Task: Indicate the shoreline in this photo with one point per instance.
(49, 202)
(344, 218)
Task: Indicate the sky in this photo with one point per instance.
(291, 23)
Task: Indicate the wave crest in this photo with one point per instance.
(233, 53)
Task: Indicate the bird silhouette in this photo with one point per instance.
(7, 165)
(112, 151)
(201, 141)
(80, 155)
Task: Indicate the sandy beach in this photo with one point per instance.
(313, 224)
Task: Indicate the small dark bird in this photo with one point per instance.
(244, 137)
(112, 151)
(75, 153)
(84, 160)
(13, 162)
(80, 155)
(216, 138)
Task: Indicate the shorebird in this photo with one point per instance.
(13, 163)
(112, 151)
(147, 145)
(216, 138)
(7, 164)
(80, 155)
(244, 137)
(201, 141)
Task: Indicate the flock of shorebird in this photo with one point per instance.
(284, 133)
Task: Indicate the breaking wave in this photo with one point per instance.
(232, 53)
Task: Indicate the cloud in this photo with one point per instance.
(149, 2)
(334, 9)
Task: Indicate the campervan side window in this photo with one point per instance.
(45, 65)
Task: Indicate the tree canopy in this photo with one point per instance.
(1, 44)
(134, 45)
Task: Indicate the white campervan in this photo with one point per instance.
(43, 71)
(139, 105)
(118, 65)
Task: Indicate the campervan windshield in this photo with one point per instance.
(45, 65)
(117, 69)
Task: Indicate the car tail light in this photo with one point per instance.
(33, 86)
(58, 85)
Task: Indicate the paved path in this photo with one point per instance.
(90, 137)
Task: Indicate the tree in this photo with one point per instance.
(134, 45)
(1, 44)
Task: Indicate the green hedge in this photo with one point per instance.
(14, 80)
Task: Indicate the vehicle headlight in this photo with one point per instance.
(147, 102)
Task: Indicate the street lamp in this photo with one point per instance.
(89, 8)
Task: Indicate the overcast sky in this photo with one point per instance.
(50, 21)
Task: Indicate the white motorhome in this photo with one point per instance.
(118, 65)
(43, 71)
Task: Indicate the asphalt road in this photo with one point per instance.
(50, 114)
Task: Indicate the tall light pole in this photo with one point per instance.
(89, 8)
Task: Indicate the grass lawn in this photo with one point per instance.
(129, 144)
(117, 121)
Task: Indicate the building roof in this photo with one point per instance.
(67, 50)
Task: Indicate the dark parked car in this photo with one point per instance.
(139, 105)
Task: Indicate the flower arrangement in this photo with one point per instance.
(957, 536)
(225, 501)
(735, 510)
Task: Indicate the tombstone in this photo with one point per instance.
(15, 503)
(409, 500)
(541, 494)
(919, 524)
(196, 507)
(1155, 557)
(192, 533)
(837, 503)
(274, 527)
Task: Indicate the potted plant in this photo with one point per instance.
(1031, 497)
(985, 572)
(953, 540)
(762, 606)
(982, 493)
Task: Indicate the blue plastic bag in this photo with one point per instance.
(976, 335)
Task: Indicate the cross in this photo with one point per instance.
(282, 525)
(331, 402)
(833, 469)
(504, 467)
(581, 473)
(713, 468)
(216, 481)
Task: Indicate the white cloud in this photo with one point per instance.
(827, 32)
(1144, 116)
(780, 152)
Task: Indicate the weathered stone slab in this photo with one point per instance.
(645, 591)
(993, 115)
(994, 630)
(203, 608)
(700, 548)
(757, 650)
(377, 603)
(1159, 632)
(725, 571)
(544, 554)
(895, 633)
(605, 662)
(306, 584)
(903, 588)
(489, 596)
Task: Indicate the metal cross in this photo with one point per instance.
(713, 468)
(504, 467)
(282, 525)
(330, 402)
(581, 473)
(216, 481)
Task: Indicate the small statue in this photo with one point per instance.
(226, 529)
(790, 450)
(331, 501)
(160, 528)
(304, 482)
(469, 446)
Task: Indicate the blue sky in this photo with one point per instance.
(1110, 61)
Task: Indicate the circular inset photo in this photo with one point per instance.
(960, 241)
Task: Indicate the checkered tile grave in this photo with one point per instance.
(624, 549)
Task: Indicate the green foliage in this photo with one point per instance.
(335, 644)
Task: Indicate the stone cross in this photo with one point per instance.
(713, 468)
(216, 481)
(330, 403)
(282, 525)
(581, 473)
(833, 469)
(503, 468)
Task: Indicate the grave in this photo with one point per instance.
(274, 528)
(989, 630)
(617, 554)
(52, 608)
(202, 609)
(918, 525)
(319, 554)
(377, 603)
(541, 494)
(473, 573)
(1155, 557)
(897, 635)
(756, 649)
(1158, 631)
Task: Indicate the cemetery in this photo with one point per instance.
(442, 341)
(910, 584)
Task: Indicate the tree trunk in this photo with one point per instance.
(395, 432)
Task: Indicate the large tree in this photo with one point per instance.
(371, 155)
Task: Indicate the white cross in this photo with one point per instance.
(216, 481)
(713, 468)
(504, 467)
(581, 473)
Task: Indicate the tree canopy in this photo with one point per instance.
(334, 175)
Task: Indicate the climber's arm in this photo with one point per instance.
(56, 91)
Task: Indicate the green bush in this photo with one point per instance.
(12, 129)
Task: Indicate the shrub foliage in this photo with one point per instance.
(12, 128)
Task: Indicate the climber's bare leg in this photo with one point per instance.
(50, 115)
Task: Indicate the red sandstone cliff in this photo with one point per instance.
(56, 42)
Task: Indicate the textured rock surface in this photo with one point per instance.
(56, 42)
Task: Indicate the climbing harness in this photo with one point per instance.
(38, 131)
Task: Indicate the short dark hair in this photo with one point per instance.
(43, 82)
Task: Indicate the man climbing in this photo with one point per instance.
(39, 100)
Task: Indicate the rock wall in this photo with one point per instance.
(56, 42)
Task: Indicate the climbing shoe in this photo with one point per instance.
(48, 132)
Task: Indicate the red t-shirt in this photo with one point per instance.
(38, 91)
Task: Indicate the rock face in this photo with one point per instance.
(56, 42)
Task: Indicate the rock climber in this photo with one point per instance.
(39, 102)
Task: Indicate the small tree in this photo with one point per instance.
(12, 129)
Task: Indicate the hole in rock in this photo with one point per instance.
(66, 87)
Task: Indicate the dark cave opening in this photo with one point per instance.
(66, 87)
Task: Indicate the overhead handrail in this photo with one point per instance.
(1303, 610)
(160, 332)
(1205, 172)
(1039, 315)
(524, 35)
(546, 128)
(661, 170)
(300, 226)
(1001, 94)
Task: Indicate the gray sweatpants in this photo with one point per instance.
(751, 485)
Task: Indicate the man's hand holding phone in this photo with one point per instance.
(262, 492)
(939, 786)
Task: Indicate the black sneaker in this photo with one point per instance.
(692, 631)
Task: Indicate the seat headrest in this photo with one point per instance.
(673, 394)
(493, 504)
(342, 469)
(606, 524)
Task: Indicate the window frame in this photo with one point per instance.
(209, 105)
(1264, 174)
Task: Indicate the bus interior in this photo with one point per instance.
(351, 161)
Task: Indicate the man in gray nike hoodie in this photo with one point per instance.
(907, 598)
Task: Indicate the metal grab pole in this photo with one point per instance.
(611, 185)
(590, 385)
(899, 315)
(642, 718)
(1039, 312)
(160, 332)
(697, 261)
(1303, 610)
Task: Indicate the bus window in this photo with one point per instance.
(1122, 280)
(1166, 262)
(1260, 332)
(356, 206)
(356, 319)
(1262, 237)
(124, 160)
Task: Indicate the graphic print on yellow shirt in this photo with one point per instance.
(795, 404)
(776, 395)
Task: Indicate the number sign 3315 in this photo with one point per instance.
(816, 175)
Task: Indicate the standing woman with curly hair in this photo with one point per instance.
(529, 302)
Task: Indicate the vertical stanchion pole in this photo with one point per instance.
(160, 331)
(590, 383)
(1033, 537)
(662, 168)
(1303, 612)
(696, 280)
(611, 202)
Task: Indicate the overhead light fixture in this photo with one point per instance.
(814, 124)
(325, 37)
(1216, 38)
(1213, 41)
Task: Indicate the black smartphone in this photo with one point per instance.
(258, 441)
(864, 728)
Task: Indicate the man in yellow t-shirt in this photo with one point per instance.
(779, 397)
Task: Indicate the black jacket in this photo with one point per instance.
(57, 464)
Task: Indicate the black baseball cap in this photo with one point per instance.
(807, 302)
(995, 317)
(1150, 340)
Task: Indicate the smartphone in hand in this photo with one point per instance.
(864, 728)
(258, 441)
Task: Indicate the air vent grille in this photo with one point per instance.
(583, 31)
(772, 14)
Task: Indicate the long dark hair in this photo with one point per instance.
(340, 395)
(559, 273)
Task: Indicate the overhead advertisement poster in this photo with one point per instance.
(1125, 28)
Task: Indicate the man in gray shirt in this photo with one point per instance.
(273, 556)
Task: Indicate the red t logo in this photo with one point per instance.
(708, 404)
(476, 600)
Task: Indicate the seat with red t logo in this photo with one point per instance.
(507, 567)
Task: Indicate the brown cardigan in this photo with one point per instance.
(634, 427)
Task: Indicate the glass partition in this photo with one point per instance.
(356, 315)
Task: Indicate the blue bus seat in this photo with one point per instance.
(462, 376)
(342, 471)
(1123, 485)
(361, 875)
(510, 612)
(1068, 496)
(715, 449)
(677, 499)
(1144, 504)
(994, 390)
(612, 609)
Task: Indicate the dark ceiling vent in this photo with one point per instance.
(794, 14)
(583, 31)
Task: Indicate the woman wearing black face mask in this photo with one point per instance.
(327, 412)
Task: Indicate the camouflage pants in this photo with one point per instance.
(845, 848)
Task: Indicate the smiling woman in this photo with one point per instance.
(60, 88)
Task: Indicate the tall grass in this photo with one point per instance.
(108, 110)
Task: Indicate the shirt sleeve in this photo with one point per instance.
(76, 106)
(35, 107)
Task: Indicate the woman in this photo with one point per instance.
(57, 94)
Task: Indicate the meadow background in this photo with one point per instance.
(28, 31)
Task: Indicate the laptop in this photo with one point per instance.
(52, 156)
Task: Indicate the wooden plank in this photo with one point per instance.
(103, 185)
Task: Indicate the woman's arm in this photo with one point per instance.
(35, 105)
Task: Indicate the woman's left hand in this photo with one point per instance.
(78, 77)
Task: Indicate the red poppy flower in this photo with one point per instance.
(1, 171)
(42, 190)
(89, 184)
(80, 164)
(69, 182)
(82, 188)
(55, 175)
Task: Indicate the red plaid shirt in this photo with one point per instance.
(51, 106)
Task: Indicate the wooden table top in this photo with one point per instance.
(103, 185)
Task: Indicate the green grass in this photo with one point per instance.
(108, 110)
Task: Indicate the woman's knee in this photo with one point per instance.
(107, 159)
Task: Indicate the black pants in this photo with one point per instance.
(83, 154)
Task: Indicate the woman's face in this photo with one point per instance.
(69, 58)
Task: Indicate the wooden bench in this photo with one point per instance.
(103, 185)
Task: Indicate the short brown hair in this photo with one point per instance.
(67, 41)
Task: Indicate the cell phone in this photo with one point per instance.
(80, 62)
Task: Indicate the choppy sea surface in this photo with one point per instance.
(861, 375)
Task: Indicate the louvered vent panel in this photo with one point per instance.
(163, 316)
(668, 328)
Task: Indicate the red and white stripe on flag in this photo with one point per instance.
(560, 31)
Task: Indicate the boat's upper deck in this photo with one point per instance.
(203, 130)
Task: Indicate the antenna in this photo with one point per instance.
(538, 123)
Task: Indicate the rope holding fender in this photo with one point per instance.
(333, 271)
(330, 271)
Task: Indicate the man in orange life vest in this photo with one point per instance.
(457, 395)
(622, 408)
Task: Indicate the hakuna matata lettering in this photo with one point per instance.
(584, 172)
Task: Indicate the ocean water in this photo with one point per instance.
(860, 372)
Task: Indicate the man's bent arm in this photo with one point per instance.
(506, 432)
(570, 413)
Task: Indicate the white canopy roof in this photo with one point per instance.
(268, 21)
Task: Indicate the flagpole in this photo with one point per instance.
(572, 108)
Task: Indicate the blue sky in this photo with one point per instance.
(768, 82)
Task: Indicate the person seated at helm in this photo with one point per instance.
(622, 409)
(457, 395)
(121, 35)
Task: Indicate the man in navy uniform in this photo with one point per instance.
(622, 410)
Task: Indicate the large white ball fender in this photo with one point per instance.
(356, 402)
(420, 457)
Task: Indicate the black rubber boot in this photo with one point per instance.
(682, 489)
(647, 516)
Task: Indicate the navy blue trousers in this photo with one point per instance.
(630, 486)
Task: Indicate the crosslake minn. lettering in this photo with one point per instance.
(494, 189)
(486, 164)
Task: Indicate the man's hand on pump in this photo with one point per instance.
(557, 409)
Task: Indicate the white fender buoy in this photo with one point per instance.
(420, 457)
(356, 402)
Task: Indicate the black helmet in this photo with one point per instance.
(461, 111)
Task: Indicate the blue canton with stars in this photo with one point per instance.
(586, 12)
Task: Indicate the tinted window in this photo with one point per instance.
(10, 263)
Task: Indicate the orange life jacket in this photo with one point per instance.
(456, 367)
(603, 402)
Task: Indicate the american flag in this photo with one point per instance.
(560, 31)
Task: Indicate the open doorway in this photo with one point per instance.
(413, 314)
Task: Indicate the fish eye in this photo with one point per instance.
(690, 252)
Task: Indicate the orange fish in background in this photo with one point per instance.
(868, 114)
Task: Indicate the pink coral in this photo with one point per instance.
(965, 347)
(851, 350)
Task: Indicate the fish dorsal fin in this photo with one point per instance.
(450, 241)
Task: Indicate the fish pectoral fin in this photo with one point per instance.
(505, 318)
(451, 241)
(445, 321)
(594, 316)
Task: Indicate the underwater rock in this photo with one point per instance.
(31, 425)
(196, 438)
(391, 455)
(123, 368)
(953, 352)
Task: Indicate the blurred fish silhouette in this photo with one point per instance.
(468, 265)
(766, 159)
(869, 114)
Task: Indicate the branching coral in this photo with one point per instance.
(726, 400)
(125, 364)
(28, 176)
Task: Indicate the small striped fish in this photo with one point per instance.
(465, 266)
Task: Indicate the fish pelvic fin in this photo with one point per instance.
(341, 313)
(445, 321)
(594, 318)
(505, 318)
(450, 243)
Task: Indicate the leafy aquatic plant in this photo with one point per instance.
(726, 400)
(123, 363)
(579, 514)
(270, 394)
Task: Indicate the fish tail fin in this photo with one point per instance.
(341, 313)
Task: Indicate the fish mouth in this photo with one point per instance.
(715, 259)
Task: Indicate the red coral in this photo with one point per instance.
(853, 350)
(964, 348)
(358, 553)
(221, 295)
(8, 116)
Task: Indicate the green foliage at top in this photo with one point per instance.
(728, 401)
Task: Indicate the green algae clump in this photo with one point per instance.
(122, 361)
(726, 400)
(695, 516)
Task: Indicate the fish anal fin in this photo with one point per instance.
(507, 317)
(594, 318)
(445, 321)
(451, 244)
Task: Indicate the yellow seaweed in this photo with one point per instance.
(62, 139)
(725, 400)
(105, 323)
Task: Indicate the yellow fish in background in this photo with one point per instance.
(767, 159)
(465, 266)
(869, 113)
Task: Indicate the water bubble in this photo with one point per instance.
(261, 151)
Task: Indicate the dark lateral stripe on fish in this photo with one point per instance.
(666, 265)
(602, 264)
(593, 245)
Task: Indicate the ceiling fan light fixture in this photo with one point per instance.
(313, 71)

## [GOAL]
Render each line from the one containing "Task: Indicate the water" through the end of the items above as a JSON list of strings, one string per line, skipping blank lines.

## [THE OUTPUT]
[
  "Task: Indicate the water bubble in this photo with one point per instance.",
  "(261, 151)",
  "Task: Indicate the dark lateral stripe on fish in this photo with one point per instance.",
  "(666, 265)",
  "(602, 264)",
  "(593, 245)",
  "Task: Indicate the ceiling fan light fixture in this photo with one point per instance.",
  "(313, 71)"
]